| TASK BRIEF |
Start with the line containing "TARGET: street lamp" and write out each line through the end of the listing, exactly as given.

_ _ _

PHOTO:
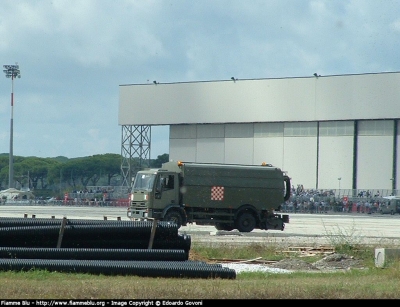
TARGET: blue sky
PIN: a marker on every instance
(74, 54)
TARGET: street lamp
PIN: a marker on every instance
(11, 71)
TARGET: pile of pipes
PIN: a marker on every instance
(142, 248)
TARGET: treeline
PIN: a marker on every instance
(70, 174)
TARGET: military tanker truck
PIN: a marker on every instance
(227, 196)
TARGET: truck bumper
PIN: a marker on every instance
(136, 214)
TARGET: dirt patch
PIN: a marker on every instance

_ _ _

| SOLUTION TO THE PROBLEM |
TARGET: street lamp
PIN: a marker on every instance
(11, 71)
TARGET: pile of pipes
PIN: a marker on every instance
(142, 248)
TARGET: treeline
PIN: a marker on every instance
(70, 174)
TARGET: military tanker truck
PIN: a marker on every instance
(227, 196)
TARGET: truck bumper
PIN: a marker on every instance
(136, 214)
TARGET: dirt patch
PIN: a marker on every instance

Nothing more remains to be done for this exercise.